Baca berita tanpa iklan. Gabung Kompas.com+
Doddy Salman
Dosen

Mengajar di Fakultas Ilmu Komunikasi Universitas Tarumanagara Jakarta

Mengawal Penyelesaian Non-Yudisial Pelanggaran HAM Berat Masa Lalu

Kompas.com - 13/07/2023, 11:59 WIB
Anda bisa menjadi kolumnis !
Kriteria (salah satu): akademisi, pekerja profesional atau praktisi di bidangnya, pengamat atau pemerhati isu-isu strategis, ahli/pakar di bidang tertentu, budayawan/seniman, aktivis organisasi nonpemerintah, tokoh masyarakat, pekerja di institusi pemerintah maupun swasta, mahasiswa S2 dan S3. Cara daftar baca di sini

ENTAH bagaimana perasaan Saranah menyaksikan penyintas Rumoh Geudong pulang membawa bingkisan dan bahan kebutuhan pokok.

Padahal lebih dari tiga puluh tahun lalu di tempat itu Saranah ditelajangi, dipukuli, dan lehernya diikat tali. Hingga kini ia masih ingat kekerasan, bahkan nama-nama tentara yang menyiksanya.

--- --- ---

Tugas Tertulis 1: Ulangi tanpa perubahan bagian teks sumber di atas, mulai dari "Kriteria (salah satu): akademisi, pekerja" dan berakhir pada "tentara yang menyiksanya.".

Masukan Tugas:
--- --- ---

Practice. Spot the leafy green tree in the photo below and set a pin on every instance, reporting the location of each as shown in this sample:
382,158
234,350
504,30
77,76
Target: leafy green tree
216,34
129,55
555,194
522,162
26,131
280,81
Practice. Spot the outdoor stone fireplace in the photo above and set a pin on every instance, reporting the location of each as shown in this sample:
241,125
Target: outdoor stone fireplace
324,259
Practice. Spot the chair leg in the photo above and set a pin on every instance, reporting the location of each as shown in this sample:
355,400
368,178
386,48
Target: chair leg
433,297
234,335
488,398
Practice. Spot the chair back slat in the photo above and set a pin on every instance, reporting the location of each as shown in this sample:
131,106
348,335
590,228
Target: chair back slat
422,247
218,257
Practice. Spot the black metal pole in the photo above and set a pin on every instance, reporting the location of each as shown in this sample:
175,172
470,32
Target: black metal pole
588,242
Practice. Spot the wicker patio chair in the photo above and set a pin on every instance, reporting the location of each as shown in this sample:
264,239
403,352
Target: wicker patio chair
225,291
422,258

--- --- ---

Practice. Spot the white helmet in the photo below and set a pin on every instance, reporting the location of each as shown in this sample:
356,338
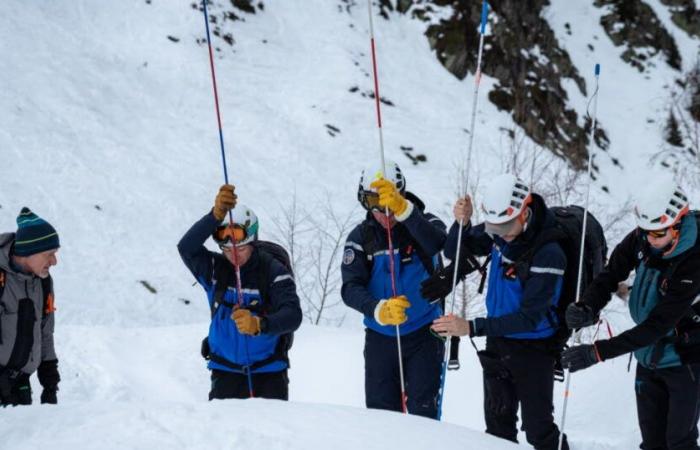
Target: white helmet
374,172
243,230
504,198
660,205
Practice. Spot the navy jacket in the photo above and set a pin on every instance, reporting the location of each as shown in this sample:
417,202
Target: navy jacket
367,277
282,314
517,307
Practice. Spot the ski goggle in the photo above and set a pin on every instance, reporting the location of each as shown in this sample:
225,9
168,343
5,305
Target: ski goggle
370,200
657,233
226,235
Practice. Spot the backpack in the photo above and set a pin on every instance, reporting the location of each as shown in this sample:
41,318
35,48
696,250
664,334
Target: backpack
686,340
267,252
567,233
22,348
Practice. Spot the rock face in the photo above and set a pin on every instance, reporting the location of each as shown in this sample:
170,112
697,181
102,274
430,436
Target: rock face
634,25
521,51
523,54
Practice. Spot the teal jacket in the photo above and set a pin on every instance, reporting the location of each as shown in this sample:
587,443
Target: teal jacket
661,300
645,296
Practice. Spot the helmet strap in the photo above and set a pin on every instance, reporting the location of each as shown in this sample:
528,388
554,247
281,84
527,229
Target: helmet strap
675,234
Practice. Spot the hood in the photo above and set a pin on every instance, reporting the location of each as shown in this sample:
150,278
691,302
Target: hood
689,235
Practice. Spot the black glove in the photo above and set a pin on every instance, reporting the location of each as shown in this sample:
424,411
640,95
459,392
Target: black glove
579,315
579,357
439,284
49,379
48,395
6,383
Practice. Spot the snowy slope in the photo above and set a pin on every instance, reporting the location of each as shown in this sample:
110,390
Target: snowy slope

--- --- ---

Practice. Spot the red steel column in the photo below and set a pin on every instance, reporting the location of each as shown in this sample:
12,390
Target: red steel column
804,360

--- --- ---

Tugas Tertulis 2: Kumpulkan semua baris catatan yang mengandung kata "jacket".

Hasil yang Benar 1:
Kriteria (salah satu): akademisi, pekerja profesional atau praktisi di bidangnya, pengamat atau pemerhati isu-isu strategis, ahli/pakar di bidang tertentu, budayawan/seniman, aktivis organisasi nonpemerintah, tokoh masyarakat, pekerja di institusi pemerintah maupun swasta, mahasiswa S2 dan S3. Cara daftar baca di sini

ENTAH bagaimana perasaan Saranah menyaksikan penyintas Rumoh Geudong pulang membawa bingkisan dan bahan kebutuhan pokok.

Padahal lebih dari tiga puluh tahun lalu di tempat itu Saranah ditelajangi, dipukuli, dan lehernya diikat tali. Hingga kini ia masih ingat kekerasan, bahkan nama-nama tentara yang menyiksanya.

Hasil yang Benar 2:
Practice. Spot the navy jacket in the photo above and set a pin on every instance, reporting the location of each as shown in this sample:
Target: navy jacket
Practice. Spot the teal jacket in the photo above and set a pin on every instance, reporting the location of each as shown in this sample:
Target: teal jacket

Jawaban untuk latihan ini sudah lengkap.